Drop the images; return everything else in the listing below exactly.

• [RECORD SET]:

-- Begin --

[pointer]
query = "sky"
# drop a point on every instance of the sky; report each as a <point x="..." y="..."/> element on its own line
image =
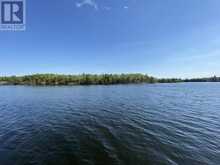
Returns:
<point x="162" y="38"/>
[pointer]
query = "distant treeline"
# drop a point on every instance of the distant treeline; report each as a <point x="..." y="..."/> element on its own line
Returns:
<point x="93" y="79"/>
<point x="83" y="79"/>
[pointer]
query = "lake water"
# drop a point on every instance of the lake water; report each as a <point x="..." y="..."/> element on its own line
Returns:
<point x="167" y="124"/>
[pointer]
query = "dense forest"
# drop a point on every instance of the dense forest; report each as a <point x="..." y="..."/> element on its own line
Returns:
<point x="93" y="79"/>
<point x="83" y="79"/>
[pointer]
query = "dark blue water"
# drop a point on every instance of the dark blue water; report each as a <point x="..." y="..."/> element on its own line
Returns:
<point x="168" y="124"/>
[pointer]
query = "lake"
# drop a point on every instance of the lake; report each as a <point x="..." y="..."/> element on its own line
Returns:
<point x="167" y="124"/>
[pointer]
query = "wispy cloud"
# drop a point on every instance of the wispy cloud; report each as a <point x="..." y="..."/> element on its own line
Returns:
<point x="90" y="3"/>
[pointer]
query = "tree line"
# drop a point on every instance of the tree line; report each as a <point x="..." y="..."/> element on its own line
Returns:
<point x="93" y="79"/>
<point x="83" y="79"/>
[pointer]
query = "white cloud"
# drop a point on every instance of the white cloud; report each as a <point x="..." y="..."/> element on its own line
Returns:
<point x="90" y="3"/>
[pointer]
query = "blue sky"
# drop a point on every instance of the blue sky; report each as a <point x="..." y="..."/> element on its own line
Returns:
<point x="163" y="38"/>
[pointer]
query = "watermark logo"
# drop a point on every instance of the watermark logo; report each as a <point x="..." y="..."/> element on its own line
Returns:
<point x="12" y="15"/>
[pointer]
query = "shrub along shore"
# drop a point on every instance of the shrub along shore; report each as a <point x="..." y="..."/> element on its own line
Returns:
<point x="93" y="79"/>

-- End --

• [COMPLETED EXERCISE]:
[pointer]
query = "sky"
# drop a point on every instance of the sky; report each as a <point x="..." y="..."/> element on its own line
image =
Returns:
<point x="162" y="38"/>
[pointer]
query = "distant treeline"
# drop a point on every instance of the distant treeline; report each as a <point x="..." y="..."/> element on its own line
Returns:
<point x="93" y="79"/>
<point x="83" y="79"/>
[pointer]
query = "lake water"
# drop a point on every instance of the lake water; report each as a <point x="..." y="..."/> element on its own line
Returns:
<point x="167" y="124"/>
[pointer]
query = "dense forest"
# drop a point on every instance of the dense forest; report each as a <point x="..." y="..."/> element on its own line
Returns:
<point x="93" y="79"/>
<point x="83" y="79"/>
[pointer]
query = "dark blue water"
# drop a point on every instance of the dark blue water; report each as a <point x="..." y="..."/> element on its own line
Returns:
<point x="168" y="124"/>
[pointer]
query = "lake"
# drop a point on every instance of the lake; report each as a <point x="..." y="..."/> element on its own line
Returns:
<point x="167" y="124"/>
[pointer]
query = "wispy cloud"
# drop a point on every instance of the wispy cloud; report each as a <point x="..." y="..."/> element on its own line
Returns:
<point x="90" y="3"/>
[pointer]
query = "tree line"
# drop a point on every instance of the tree line; report each as a <point x="..." y="..."/> element on its own line
Returns:
<point x="93" y="79"/>
<point x="83" y="79"/>
[pointer]
query = "white cloud"
# drop a point on every instance of the white cloud; report each as a <point x="..." y="..."/> element on its own line
Returns:
<point x="90" y="3"/>
[pointer]
query = "blue sky"
# drop a point on every instance of the blue sky; report each as a <point x="..." y="..."/> element on its own line
Returns:
<point x="163" y="38"/>
[pointer]
query = "watermark logo"
# drop a point on every instance of the watermark logo; report each as a <point x="..." y="..."/> element on its own line
Returns:
<point x="12" y="15"/>
[pointer]
query = "shrub along shore"
# drop a point on every instance of the shrub along shore; report each as a <point x="..." y="..."/> element on its own line
Returns:
<point x="93" y="79"/>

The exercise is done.